**Directions for this task**:
Your task is to find every line in the records that holds the string "building" and copy it.

■ ■ ■ ■

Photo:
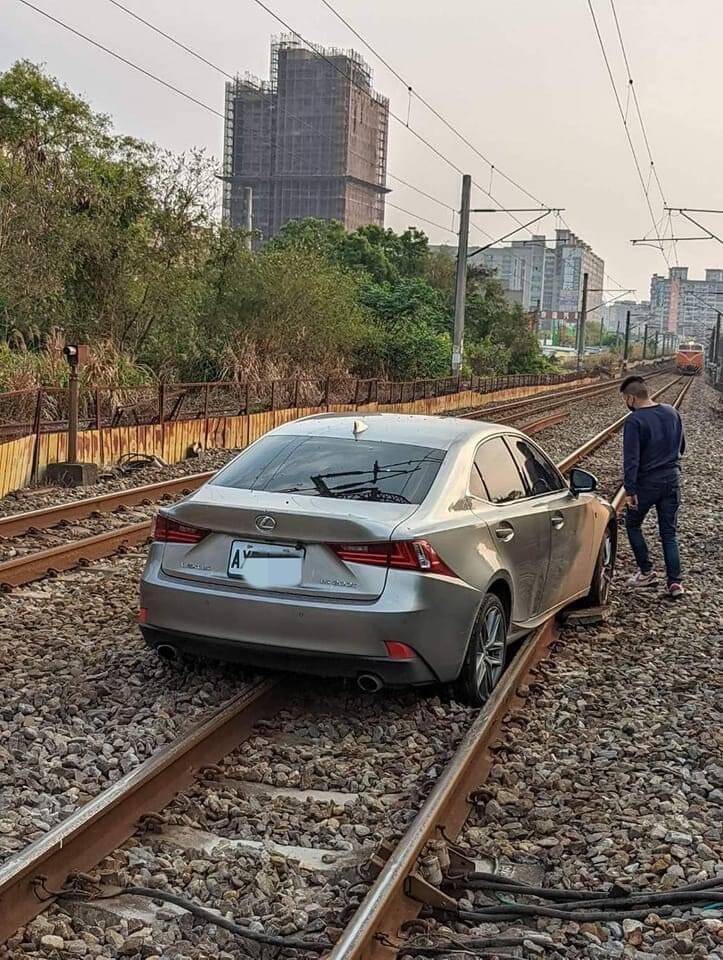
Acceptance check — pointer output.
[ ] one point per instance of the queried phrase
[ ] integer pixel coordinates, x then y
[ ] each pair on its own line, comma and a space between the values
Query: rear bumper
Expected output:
391, 672
433, 615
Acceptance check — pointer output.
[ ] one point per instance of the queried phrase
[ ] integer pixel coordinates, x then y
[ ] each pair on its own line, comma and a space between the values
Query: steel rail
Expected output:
66, 556
100, 826
374, 927
568, 462
40, 563
20, 523
555, 397
45, 517
81, 841
387, 906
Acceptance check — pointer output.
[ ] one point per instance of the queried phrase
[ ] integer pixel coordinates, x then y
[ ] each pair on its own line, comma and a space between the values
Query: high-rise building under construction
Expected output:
311, 142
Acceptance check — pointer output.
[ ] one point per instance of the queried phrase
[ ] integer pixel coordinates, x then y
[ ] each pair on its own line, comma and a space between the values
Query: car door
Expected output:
571, 538
519, 526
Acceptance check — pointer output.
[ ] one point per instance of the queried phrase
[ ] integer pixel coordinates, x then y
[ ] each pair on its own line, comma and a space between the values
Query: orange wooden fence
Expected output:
172, 440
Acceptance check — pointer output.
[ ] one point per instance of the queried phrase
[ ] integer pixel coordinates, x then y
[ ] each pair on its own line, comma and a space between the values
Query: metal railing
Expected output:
45, 409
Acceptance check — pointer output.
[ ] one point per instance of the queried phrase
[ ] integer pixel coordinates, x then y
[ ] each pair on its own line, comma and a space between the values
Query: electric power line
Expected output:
317, 51
129, 63
637, 104
429, 106
230, 76
205, 106
627, 131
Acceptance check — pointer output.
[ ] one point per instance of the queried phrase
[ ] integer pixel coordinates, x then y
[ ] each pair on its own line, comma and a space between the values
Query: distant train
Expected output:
689, 358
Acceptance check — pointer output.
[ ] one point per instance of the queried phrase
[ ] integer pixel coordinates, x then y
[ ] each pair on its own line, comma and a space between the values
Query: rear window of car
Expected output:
335, 467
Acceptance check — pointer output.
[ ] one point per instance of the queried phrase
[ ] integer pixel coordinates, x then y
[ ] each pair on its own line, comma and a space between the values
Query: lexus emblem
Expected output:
265, 523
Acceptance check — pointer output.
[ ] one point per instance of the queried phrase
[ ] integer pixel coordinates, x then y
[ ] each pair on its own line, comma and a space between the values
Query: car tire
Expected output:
604, 572
484, 661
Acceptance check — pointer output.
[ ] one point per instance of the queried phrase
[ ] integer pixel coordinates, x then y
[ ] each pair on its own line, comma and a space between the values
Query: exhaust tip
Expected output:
167, 651
369, 683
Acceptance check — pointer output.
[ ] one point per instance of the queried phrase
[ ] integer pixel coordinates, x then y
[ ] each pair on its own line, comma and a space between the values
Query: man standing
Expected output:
652, 446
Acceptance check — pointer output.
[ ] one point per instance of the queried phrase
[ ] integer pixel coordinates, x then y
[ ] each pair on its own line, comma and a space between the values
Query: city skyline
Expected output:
449, 54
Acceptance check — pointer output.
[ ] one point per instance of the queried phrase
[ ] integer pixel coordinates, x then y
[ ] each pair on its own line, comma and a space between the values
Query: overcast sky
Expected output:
523, 80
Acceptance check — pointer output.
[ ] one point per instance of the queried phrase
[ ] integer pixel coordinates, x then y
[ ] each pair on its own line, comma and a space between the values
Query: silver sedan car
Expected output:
391, 549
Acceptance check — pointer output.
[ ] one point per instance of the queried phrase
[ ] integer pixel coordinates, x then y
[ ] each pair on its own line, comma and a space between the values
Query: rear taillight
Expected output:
399, 554
166, 530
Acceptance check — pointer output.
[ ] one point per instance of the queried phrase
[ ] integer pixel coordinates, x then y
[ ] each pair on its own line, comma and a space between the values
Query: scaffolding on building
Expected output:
312, 141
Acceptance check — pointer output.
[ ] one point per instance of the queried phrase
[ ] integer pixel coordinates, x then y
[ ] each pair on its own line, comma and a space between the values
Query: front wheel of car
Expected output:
484, 662
604, 572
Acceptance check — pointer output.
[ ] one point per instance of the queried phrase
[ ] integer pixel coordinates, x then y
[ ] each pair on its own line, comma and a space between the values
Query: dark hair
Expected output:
635, 378
636, 387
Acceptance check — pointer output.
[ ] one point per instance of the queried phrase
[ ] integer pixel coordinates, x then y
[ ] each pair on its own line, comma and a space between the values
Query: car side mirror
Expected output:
581, 481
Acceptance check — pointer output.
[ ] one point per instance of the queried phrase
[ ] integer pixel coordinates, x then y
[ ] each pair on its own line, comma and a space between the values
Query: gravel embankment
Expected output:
82, 700
617, 775
614, 777
589, 417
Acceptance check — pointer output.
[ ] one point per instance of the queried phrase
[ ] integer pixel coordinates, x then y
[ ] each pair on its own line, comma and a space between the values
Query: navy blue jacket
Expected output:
653, 442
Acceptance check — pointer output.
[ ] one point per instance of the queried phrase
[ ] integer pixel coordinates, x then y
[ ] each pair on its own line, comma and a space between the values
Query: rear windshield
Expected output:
335, 467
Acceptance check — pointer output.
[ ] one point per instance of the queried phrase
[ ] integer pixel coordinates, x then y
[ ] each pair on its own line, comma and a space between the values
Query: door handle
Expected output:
505, 532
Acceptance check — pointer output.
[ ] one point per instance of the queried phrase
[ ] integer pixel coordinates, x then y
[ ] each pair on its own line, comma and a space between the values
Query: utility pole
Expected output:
461, 278
248, 215
715, 339
627, 339
581, 324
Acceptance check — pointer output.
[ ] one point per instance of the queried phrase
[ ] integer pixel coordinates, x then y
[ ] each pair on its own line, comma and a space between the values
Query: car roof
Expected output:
439, 432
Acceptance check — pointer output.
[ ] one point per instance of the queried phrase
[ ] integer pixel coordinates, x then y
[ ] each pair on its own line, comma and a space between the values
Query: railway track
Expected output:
38, 563
59, 863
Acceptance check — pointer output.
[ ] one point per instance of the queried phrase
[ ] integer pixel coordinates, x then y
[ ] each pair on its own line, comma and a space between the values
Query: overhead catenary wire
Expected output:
450, 126
200, 103
229, 76
317, 51
118, 56
631, 85
627, 130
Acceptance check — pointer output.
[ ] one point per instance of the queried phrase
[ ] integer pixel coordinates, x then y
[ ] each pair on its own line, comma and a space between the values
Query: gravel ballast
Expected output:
615, 776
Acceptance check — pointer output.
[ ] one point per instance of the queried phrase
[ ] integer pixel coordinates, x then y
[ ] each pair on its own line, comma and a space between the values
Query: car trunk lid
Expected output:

■ ■ ■ ■

**Solution to this problem**:
Query: high-rise building under construction
Query: scaffolding on building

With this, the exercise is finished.